- ASSIGNMENT:
Could you reproduce every record below exactly as it stands?

── DATA PROVIDED ──

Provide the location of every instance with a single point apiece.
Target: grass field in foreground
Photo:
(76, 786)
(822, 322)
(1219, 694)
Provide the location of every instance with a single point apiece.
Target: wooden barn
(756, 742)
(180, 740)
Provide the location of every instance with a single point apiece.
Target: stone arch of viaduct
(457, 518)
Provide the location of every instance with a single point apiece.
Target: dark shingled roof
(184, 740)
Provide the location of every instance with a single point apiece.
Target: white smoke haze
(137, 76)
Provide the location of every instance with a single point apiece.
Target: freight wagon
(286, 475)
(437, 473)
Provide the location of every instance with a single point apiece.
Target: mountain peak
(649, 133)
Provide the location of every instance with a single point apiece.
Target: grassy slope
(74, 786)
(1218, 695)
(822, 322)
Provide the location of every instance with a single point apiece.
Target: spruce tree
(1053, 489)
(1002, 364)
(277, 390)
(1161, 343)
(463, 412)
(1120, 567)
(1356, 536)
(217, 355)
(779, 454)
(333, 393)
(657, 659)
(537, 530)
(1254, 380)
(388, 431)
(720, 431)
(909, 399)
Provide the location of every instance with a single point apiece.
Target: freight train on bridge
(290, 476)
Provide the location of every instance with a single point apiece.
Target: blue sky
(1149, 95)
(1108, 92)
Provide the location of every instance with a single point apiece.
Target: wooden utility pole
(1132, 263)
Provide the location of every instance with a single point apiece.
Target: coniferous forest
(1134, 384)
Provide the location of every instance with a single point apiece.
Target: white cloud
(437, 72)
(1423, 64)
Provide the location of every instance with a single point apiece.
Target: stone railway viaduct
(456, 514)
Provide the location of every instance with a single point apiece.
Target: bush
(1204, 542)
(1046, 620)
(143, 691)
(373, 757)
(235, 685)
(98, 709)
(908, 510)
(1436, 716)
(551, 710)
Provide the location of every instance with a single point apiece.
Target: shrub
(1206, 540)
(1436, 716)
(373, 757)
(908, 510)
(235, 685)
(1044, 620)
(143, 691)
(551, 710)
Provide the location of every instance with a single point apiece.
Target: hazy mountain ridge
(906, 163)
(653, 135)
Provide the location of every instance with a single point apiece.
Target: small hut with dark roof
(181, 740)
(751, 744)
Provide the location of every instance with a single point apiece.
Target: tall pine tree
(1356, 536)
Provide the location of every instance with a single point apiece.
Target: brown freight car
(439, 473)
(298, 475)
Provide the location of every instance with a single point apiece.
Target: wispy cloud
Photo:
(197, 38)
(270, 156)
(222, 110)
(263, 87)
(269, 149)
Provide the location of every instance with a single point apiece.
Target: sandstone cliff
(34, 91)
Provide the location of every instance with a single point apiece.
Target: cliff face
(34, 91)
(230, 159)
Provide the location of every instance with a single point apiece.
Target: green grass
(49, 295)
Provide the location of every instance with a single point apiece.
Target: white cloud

───

- TASK ANSWER:
Provide the location of every instance with a single point apiece.
Target: grass field in foreground
Photo:
(76, 786)
(822, 322)
(1219, 694)
Provide the location of every instance with a single point apiece.
Target: wooden barn
(756, 742)
(180, 740)
Provide the location of every instance with a single point apiece.
Target: stone arch of viaduct
(457, 518)
Provide the location of every instance with a single point apiece.
Target: dark shingled roof
(184, 740)
Provide the location of every instance with a single point apiece.
Target: white smoke haze
(137, 76)
Provide the location of every instance with a single point apiece.
Target: freight wagon
(286, 475)
(437, 473)
Provide the location of every instance with a single point apiece.
Target: mountain peak
(649, 133)
Provide the location of every instance with a single point apiece.
Target: grassy slope
(74, 786)
(1218, 695)
(822, 322)
Provide the location of every instance with a single point apiece.
Target: spruce tree
(1053, 489)
(1002, 364)
(277, 390)
(1161, 343)
(463, 412)
(1120, 567)
(1356, 536)
(217, 355)
(779, 454)
(333, 393)
(657, 659)
(537, 530)
(1254, 380)
(388, 431)
(720, 431)
(909, 399)
Provide the location of every instance with a single point apiece.
Target: freight train on bridge
(290, 476)
Provide the location of every instance with a single point apiece.
Target: blue sky
(1149, 95)
(1108, 92)
Provide the location of every instance with a single point apiece.
Target: wooden utility pole
(1132, 263)
Provide the location of every instance with a single point apiece.
Target: coniferous forest
(1134, 384)
Provide the location of every instance with a single point apiece.
Target: white cloud
(437, 72)
(1423, 64)
Provide the location of every instance with a single point apiece.
Target: stone railway viaduct
(456, 514)
Provide the location of every instance with a single point apiece.
Target: bush
(1204, 542)
(1046, 620)
(143, 691)
(373, 757)
(235, 685)
(98, 709)
(908, 510)
(1436, 716)
(551, 710)
Provide the location of every instance with a single point apiece.
Target: shrub
(1206, 540)
(1436, 716)
(373, 757)
(908, 510)
(235, 685)
(1044, 620)
(143, 691)
(551, 710)
Provide the location of every instance with a single point apiece.
Target: hazy mountain ridge
(906, 163)
(653, 135)
Provide the location of every instance with a single point apiece.
Target: small hut with dark roof
(181, 740)
(751, 744)
Provide the location of every instance with a single point apiece.
Target: tall pine tree
(1356, 536)
Provide the location of every instance with a single point apiece.
Target: brown freight car
(439, 473)
(298, 475)
Provide the location of every instance with a single point apiece.
Target: wispy cloud
Photo:
(197, 38)
(270, 156)
(222, 110)
(263, 87)
(269, 149)
Provide the location of every instance with a single point apiece.
Target: sandstone cliff
(34, 91)
Provide the location of every instance with a single point apiece.
Target: cliff face
(34, 91)
(230, 159)
Provide the location of every instance with a single point apiece.
Target: green grass
(49, 295)
Provide the location of every instance with a single point apiece.
Target: white cloud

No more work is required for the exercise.